Move over MRI, hello TSI (Terahertz Scanning Imager)? Would it be possible to focus enough Terahertz radiation on a narrow spot in the body, to heat it up sufficiently as to destroy a tumor, for instance? Hm, suddenly the image of a doctor passing a "tricorder" over a patient's body so as to obtain a detailed image of the patient's internal organs isn't such Star Trek science fiction any longer -- it's getting eerily close to reality....
5 / 5 (1) Dec 08, 2009
Terahertz radiation also damages DNA, according to another report. http://arxiv.org/abs/0910.5294
5 / 5 (1) Dec 09, 2009
( @dirk_bruere: The study only said that some specific frequencies seem to damage DNA, most others not.)

Tricoders, indeed. I always thought it'd be beyond my lifetime before we'd see such devices. Now it suddenly looks very reachable!

- [EXERCISE]: Decide whether each statement agrees with the terahertz thread above. Answer yes or no, and quote the words from the thread that settle it. 1. One post cites a report saying terahertz radiation damages DNA. 2. The reply to dirk_bruere says most frequencies in the study damaged DNA. 3. The writer of the last post always expected to see such devices within their lifetime.

- [EXTRACTED DATA]:

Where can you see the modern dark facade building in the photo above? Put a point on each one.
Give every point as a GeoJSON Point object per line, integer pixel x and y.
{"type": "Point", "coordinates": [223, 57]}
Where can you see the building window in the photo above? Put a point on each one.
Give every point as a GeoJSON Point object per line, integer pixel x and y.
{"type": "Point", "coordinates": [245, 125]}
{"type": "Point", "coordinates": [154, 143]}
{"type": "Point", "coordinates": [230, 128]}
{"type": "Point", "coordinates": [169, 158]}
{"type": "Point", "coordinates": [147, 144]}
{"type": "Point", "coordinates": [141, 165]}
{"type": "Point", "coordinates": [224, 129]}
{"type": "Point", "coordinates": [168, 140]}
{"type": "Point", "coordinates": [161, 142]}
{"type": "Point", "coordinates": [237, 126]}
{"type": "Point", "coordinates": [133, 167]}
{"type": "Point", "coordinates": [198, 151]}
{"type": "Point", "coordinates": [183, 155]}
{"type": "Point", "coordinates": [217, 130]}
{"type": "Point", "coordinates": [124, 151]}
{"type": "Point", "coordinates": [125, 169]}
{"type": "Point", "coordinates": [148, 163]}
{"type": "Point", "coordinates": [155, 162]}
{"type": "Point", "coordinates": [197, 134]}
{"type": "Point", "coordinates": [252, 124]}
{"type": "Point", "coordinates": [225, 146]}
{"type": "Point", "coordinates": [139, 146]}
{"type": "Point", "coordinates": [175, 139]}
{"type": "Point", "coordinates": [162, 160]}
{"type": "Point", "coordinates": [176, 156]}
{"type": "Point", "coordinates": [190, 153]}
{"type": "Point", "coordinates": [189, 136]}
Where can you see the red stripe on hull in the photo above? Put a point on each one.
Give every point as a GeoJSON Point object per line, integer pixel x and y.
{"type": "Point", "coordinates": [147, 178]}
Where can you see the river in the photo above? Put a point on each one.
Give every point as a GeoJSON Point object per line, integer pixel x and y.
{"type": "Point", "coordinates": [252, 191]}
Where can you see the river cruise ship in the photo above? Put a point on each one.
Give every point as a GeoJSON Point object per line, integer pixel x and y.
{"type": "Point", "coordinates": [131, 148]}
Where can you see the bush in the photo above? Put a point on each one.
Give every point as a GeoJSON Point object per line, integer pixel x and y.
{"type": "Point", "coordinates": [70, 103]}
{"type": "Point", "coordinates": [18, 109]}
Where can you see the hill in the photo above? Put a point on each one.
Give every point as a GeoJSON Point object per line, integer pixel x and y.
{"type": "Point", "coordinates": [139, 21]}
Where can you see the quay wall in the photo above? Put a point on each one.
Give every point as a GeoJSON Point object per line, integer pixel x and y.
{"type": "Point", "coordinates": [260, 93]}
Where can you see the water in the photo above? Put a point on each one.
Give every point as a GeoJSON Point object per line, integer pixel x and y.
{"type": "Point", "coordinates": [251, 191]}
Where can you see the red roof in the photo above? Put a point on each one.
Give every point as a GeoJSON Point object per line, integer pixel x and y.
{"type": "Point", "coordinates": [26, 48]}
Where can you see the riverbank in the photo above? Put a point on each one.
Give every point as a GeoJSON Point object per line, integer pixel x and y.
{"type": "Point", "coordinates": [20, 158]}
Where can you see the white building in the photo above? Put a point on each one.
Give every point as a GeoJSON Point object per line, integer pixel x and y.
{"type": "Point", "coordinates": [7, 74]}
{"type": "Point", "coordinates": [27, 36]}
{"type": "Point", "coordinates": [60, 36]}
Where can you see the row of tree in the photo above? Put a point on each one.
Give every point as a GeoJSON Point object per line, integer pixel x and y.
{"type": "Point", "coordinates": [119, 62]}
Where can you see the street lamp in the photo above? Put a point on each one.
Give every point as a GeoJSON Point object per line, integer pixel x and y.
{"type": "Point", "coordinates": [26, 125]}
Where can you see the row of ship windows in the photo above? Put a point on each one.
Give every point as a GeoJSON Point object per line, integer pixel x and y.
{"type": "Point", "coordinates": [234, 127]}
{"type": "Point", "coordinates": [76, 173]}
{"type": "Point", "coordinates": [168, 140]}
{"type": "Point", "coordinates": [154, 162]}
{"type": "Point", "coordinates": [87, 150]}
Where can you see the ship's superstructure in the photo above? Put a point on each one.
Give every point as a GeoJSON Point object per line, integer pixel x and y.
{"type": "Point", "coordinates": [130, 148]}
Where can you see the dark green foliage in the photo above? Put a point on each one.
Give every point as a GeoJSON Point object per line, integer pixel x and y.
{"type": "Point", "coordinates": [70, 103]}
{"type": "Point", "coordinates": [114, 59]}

- [RESPONSE BOX]:
1. Yes: "Terahertz radiation also damages DNA, according to another report."
2. No: "some specific frequencies seem to damage DNA, most others not."
3. No: "I always thought it'd be beyond my lifetime before we'd see such devices."